§ Task instructions:
**a.** In the fat tandems forum thread, where was a Sandman tandem seen racing one weekend?
**b.** Continue the fat tandems forum thread from the point where it stops.

§ Provided passage:
════
# Fat Tandems



## apbtlvr (Jun 6, 2011)

Looked around Tandems first to to see if there was mention to these recent threads (which originated on the Fat Bikes forum). I didn't see any, so head's up as they might be of interest here.

Sandman Outback Tandems

Sandman goes to the races

Props to caminoloco for informative posts.


----------



## captain.igloo (Oct 7, 2009)

A sandman tandem was seen this week end on the tandem race of the Roc d'azur in France : incredible bike with a fork like a Maverick. I don't see them during the race, don't know the results and it's not important in fact.


----------



## Norco-Myad (Jan 10, 2012)

I didn't even know Tandem MTB'ing existed, so cool!!!


----------



## reedfe (Sep 5, 2011)
════
§ Collected material:
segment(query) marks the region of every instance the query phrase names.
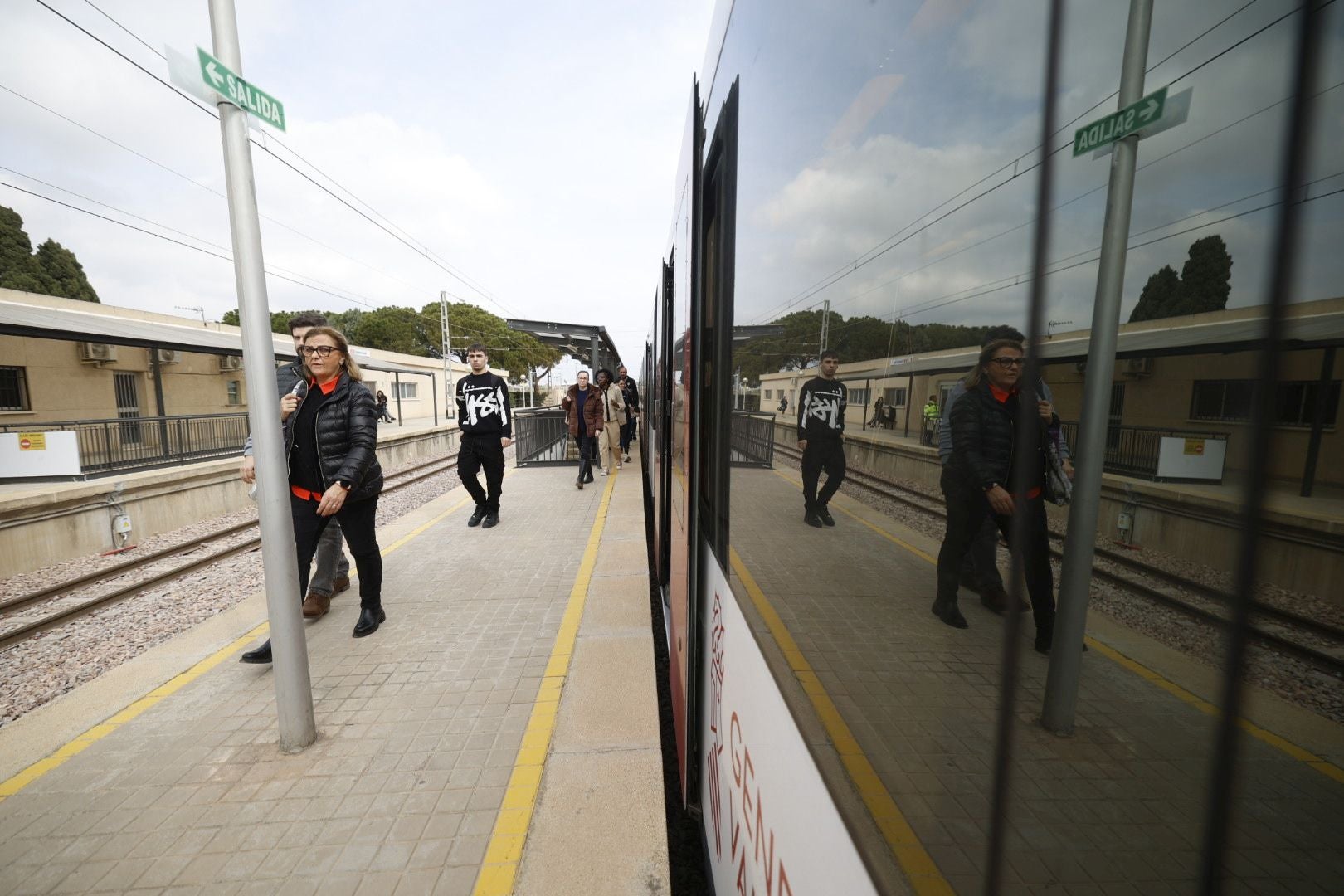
════
§ The responses:
**a.** At the tandem race of the Roc d'azur in France.

**b.**
hahaha that's soo funny. I cracked up when I saw those pictures. I'd like to see a jump on one of those.


----------



## ds2199 (Sep 16, 2008)

*Fat tandems*

I heard a rumor that Alex at mtbtandems.com is going to be getting a few of these Fat Tandem frames/bikes. I wonder if its true? Inquiring minds want to know.

Those bikes could be a lot of fun, I am not sure that we could justify having another tandem in the garage, but you never know...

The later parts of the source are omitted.